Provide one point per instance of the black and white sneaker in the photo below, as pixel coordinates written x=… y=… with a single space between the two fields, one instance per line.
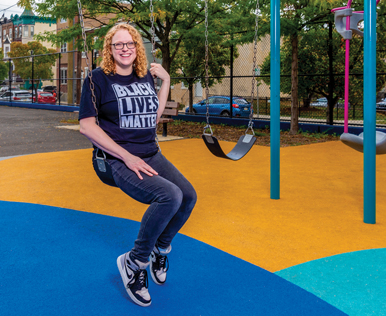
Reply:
x=134 y=277
x=159 y=264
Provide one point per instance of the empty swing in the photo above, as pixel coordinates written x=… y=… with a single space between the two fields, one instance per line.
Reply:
x=246 y=141
x=346 y=22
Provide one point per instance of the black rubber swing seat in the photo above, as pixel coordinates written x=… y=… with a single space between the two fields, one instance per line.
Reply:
x=356 y=142
x=242 y=147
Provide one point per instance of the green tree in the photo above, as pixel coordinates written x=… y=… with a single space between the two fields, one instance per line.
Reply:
x=3 y=67
x=176 y=22
x=313 y=54
x=42 y=64
x=189 y=63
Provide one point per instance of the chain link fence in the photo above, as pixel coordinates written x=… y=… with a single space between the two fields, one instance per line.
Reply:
x=67 y=83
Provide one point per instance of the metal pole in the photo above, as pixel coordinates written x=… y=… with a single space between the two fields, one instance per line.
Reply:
x=10 y=79
x=32 y=79
x=231 y=83
x=331 y=83
x=369 y=84
x=60 y=77
x=275 y=99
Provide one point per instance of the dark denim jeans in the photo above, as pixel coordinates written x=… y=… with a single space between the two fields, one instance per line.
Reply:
x=171 y=198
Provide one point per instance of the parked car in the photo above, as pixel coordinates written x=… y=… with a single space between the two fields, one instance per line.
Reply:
x=6 y=88
x=45 y=97
x=322 y=102
x=49 y=88
x=220 y=105
x=381 y=105
x=16 y=95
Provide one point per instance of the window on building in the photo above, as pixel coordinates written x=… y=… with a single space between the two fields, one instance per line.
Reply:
x=63 y=75
x=63 y=48
x=198 y=89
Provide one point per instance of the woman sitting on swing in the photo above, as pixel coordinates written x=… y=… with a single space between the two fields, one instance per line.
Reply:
x=128 y=112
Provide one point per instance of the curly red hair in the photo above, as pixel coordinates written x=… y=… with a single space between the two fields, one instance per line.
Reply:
x=108 y=63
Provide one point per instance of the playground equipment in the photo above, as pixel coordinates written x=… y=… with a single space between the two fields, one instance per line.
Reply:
x=368 y=138
x=246 y=141
x=346 y=23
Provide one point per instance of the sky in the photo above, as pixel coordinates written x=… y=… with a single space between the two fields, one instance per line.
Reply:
x=4 y=4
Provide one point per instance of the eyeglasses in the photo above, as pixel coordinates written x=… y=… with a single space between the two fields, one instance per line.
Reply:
x=120 y=46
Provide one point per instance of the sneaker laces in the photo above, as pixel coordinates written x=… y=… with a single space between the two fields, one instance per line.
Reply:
x=142 y=278
x=163 y=262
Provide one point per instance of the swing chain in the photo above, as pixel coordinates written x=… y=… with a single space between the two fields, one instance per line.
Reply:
x=206 y=70
x=250 y=124
x=152 y=30
x=85 y=47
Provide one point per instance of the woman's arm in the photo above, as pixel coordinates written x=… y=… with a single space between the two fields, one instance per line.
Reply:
x=160 y=72
x=99 y=138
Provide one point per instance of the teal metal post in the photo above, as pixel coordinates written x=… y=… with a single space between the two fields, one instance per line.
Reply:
x=275 y=99
x=369 y=87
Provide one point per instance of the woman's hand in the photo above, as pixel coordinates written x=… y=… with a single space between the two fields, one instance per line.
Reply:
x=137 y=165
x=158 y=71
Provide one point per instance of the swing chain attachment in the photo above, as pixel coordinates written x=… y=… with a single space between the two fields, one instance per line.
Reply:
x=85 y=47
x=206 y=70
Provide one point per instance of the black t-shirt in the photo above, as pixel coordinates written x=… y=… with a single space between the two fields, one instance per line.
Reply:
x=127 y=109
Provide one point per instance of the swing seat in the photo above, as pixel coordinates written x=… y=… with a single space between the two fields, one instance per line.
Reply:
x=356 y=142
x=242 y=147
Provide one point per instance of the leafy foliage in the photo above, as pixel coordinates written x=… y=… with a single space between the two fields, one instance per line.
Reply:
x=42 y=64
x=313 y=57
x=3 y=66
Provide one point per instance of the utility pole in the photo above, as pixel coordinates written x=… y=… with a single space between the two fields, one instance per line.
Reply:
x=70 y=68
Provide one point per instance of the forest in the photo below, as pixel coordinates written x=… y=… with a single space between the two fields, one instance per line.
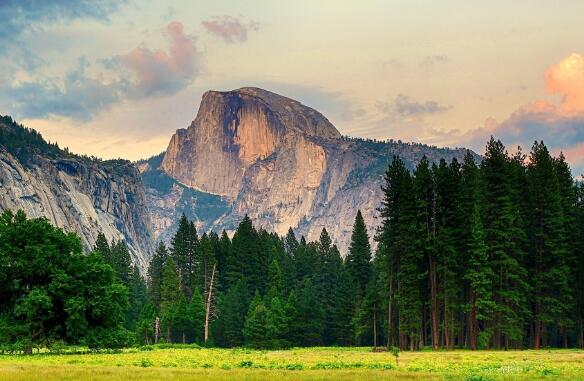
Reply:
x=475 y=255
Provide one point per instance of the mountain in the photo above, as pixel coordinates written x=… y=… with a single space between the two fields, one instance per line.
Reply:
x=80 y=194
x=251 y=151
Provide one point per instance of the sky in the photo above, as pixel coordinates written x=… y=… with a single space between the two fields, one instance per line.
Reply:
x=117 y=78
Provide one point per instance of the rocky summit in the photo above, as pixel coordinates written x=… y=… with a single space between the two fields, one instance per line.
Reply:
x=251 y=151
x=248 y=151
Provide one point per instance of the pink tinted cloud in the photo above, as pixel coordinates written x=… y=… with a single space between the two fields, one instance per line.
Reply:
x=575 y=154
x=566 y=78
x=160 y=72
x=230 y=29
x=560 y=126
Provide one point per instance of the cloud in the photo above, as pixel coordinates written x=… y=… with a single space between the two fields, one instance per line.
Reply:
x=567 y=79
x=404 y=106
x=434 y=59
x=158 y=72
x=19 y=16
x=138 y=74
x=230 y=29
x=77 y=97
x=560 y=126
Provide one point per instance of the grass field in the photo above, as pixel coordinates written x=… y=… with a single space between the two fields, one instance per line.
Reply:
x=337 y=364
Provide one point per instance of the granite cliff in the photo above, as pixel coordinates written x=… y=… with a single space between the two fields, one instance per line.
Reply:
x=250 y=151
x=77 y=193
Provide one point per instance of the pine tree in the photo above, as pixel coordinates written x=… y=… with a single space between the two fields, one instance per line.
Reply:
x=310 y=325
x=196 y=313
x=171 y=297
x=344 y=309
x=292 y=320
x=389 y=252
x=277 y=324
x=233 y=308
x=184 y=251
x=358 y=261
x=250 y=264
x=256 y=321
x=121 y=261
x=155 y=275
x=419 y=228
x=102 y=246
x=551 y=278
x=510 y=287
x=138 y=297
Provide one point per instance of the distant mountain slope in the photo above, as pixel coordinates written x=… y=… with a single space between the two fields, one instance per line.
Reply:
x=250 y=151
x=77 y=193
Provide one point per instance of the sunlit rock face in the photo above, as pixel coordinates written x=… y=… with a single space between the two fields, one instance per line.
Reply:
x=250 y=151
x=234 y=131
x=82 y=196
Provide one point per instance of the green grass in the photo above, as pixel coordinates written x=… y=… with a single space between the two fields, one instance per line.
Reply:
x=339 y=364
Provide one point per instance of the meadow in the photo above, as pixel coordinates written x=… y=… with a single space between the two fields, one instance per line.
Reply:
x=191 y=363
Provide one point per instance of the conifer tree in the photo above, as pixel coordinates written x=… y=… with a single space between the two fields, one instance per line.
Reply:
x=138 y=297
x=388 y=238
x=155 y=275
x=121 y=261
x=310 y=325
x=358 y=261
x=170 y=298
x=234 y=307
x=510 y=288
x=256 y=321
x=196 y=313
x=102 y=246
x=551 y=278
x=276 y=324
x=292 y=320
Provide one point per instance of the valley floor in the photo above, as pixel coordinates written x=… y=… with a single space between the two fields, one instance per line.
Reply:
x=337 y=364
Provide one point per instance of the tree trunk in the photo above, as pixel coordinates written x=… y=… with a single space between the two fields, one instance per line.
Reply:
x=537 y=335
x=581 y=334
x=374 y=329
x=208 y=307
x=156 y=329
x=434 y=302
x=472 y=323
x=389 y=314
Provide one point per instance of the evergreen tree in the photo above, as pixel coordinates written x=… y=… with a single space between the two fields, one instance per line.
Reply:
x=171 y=296
x=510 y=287
x=121 y=261
x=233 y=308
x=256 y=321
x=102 y=247
x=196 y=313
x=345 y=307
x=551 y=277
x=293 y=320
x=184 y=251
x=358 y=261
x=395 y=188
x=138 y=297
x=249 y=261
x=310 y=325
x=478 y=275
x=276 y=324
x=155 y=275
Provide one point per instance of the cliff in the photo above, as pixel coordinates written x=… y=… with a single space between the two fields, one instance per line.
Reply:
x=79 y=194
x=282 y=163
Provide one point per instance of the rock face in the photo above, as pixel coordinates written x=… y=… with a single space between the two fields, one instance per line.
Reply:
x=282 y=163
x=78 y=194
x=235 y=130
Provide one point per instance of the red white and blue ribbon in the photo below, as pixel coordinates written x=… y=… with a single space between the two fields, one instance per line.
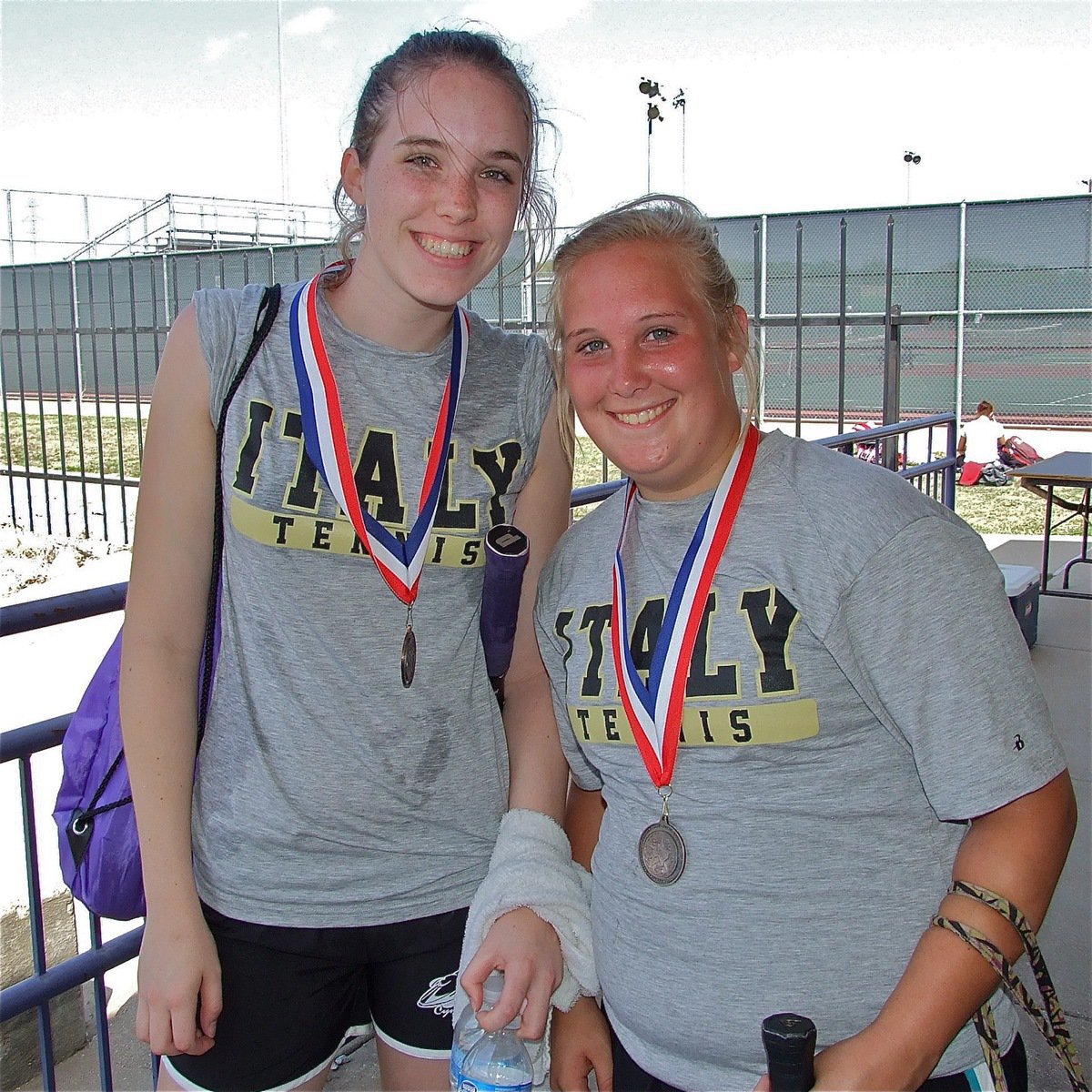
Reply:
x=325 y=440
x=655 y=710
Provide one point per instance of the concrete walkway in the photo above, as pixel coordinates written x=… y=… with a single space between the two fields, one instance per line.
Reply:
x=64 y=658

- - - -

* _SHORT PROBLEM_
Extract, word for word, every line from the one containing "Provide one point per instance of the cliff" to the end of the data above, both ends included, and leave out the pictures.

* _FINAL ANSWER_
Provide one point per instance of the cliff in the photo above, as pixel coordinates written x=… y=… with a single space between the two fields, one instance per line.
Reply:
x=79 y=194
x=282 y=163
Provide one point per instance of the rock face in the photo above, as pixel coordinates written x=… y=… with a single space between the two fields, one instance per line.
Reply:
x=282 y=163
x=78 y=194
x=235 y=130
Provide one point per instance of the red white and blue ribbon in the photo below, as pixel coordinates written x=… y=… with a single space between the two fields, one instance per line.
Reply:
x=325 y=440
x=655 y=710
Provide one point per instance of the concrete walkway in the photo above, as pixel coordinates written x=… y=… with a single space between the two fields, one instance per line.
Reply:
x=64 y=658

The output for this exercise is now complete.